**EXCERPT PROVIDED**

Recovering from a Stroke

By Michael Mangis

As told to Cliff Williams

Edited by Cliff Williams from a recorded and transcribed conversation with Michael on March 22, 2024. He was in his early sixties when we talked.

On the Driveway

Michael was forty-six when the stroke occurred. “I was probably the healthiest I had ever been. I had been teaching college for the previous nineteen years, and was training every day for a half marathon. In fact, about a week before the stroke, a  heart scan showed that my heart and arteries looked good.

“But, also, a week before the stroke, I had been working out in the backyard, tearing down an old shed that had become rotten and was starting to fall down. I was pulling on a chain that hooked to a piece of the shed that had come loose, and I fell backwards against a wheelbarrow. It didn’t hurt, though I had twisted my neck. I got up and was just fine. No pain. Nothing indicating that there was a problem.

“Exactly a week later, I was doing the same work again out on the driveway, hauling some of the shed debris over to a dumpster I had rented. I was standing there—I didn’t feel anything, didn’t have a headache even—when suddenly I was lying on the ground and didn’t know why. I had not felt my legs give way or felt myself fall. I was abruptly on the ground.

**GIVEN DATA**
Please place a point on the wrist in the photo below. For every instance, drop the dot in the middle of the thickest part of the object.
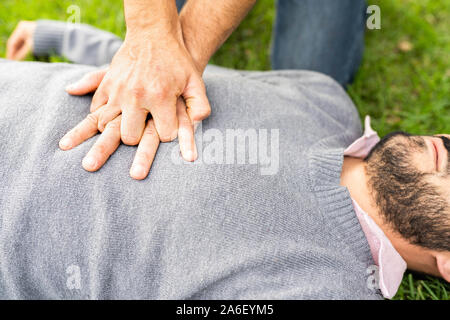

**ACTIVITIES**
• A. In the stroke recovery account, write out the passage again, starting at "By Michael Mangis" and ending at "arteries looked good.", and substitute "full marathon" for "half marathon".
• B. According to the stroke recovery account, how old was Michael when the stroke occurred?

**TASK ANSWERS**
• A.
By Michael Mangis

As told to Cliff Williams

Edited by Cliff Williams from a recorded and transcribed conversation with Michael on March 22, 2024. He was in his early sixties when we talked.

On the Driveway

Michael was forty-six when the stroke occurred. “I was probably the healthiest I had ever been. I had been teaching college for the previous nineteen years, and was training every day for a full marathon. In fact, about a week before the stroke, a  heart scan showed that my heart and arteries looked good.

• B. Forty-six.